**EXCERPT TO READ:**
+-------+

In the show itself, these technical innovations weren’t obvious. Nor could you see that a dress, gloves, stockings and shoes ensemble was actually all one piece, zipped up the back. But they were technical versions of the often-repetitive tropes that Demna has firmly established as his Balenciaga six years into his creative directorship of the brand. Those mumsy all-over florals, for example, that he returns to faithfully season after season. Of course, they’re a nostalgic reference to an Eastern European grandmother. “The culture in which I grew up formed my design aesthetic, so it kind of happened naturally. And I filter it through Balenciaga, and it becomes my story in this house.”
Demna designed his latest collection long before war broke out, but fashion has a habit of finding ways not only to reflect its times, but also to project possibilities. Those packable, pullable looks made me think of nomads, refugees, people having to leave somewhere in a hurry. The bag of the season would seem to be a garbage sack. How many times have you moved apartments with your stuff shoved into a Hefty? Though here it was called a Trash Pouch, and it was made from leather.
“It’s the elevation of the mundane into a new context,” Demna explained. Like the Balenciaga masking tape, which he couldn’t get enough of. He eerily encased one model in it, a full fetish look, which fangirl Kim Kardashian was already sporting in the front row. Took one roll and less than 20 minutes, head to toe, Demna insisted. “You don’t need Balenciaga clothes to wear that look, you just need the tape. It’s funny to dress up without clothes.”
The same tape belted his luxe fake fur coats. He called it “a childlike thing,” like when he played dress-up as a kid, wrapping himself in curtains and taping them round his waist.
“It’s how my idea of fashion was born, the idea of something inexpensive being used in a new manner.” As far as he was concerned, a masking tape belt on a fur coat turned something banal and bourgeois into something cool. “These are the kinds of things that trigger excitement in me.”
In keeping with his bone-dry sense of irony, Demna also offered a hoodie adorned with an Apple and the message “Be Different.” Not the Apple, mind. Their message was “Think Different” and Demna’s Apple had no bite taken out it. “It’s complete, before the sin was committed.” And “being” rather than “thinking” was more direct. “I’ve always struggled with society’s boxes,” he said.
“The most challenging thing is to establish an aesthetic that can be interpreted through clothes you haven’t even done.”
Through his own Instagram account, he’s been engaging with kids who used clothes to make themselves be different. “They don’t wear Balenciaga, but what they do wear — vintage or whatever — looks like Balenciaga.” So, he invited them to the show. “For a designer, the most challenging thing is to establish a kind of aesthetic that can be interpreted through clothes or products you haven’t even done. I embrace it almost as a proof of the endurance, the persistence. I feel almost gratitude.”

+-------+

**DATA TO USE:**
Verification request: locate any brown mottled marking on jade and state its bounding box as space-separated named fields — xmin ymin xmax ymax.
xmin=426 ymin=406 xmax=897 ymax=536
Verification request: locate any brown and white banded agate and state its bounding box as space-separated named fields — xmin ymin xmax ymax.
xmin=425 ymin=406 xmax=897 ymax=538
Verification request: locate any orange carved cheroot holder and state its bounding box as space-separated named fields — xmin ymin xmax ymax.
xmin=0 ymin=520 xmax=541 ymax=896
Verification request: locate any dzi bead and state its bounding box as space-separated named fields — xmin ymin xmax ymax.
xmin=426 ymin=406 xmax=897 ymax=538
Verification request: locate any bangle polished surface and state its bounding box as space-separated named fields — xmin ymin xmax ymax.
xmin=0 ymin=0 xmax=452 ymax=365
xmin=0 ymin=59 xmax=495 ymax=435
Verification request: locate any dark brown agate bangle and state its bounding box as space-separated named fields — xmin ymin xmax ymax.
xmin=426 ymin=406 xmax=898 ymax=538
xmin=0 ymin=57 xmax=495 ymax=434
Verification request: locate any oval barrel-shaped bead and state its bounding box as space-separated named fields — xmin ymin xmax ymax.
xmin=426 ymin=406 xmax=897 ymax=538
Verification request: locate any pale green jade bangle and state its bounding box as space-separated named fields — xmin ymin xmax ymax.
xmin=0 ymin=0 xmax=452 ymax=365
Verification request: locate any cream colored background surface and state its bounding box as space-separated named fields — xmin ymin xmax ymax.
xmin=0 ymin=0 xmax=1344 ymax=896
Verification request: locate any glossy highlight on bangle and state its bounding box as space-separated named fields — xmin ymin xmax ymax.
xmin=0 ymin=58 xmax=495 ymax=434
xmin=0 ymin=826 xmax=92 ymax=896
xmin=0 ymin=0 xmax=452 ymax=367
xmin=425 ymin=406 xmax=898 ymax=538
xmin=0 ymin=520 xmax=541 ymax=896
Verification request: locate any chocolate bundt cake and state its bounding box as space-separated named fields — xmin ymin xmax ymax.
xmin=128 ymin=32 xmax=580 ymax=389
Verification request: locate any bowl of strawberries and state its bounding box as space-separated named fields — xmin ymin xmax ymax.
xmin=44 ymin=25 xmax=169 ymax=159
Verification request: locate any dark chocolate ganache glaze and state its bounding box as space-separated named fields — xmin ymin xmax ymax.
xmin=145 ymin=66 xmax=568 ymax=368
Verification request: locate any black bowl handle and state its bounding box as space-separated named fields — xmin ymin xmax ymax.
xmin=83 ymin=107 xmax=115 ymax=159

+-------+

**WHAT TO WORK ON:**
a - Repeat the Balenciaga passage from "The same tape" to "round his waist.".
b - In the listing, reproduce the lines from the line with "Verification request: locate any cream" to the line with "xmin=44 ymin=25 xmax=169 ymax=159".
The listing has no connection to the piece about Balenciaga.

**ANSWERS IN ORDER:**
a -
The same tape belted his luxe fake fur coats. He called it “a childlike thing,” like when he played dress-up as a kid, wrapping himself in curtains and taping them round his waist.

b -
Verification request: locate any cream colored background surface and state its bounding box as space-separated named fields — xmin ymin xmax ymax.
xmin=0 ymin=0 xmax=1344 ymax=896
Verification request: locate any glossy highlight on bangle and state its bounding box as space-separated named fields — xmin ymin xmax ymax.
xmin=0 ymin=58 xmax=495 ymax=434
xmin=0 ymin=826 xmax=92 ymax=896
xmin=0 ymin=0 xmax=452 ymax=367
xmin=425 ymin=406 xmax=898 ymax=538
xmin=0 ymin=520 xmax=541 ymax=896
Verification request: locate any chocolate bundt cake and state its bounding box as space-separated named fields — xmin ymin xmax ymax.
xmin=128 ymin=32 xmax=580 ymax=389
Verification request: locate any bowl of strawberries and state its bounding box as space-separated named fields — xmin ymin xmax ymax.
xmin=44 ymin=25 xmax=169 ymax=159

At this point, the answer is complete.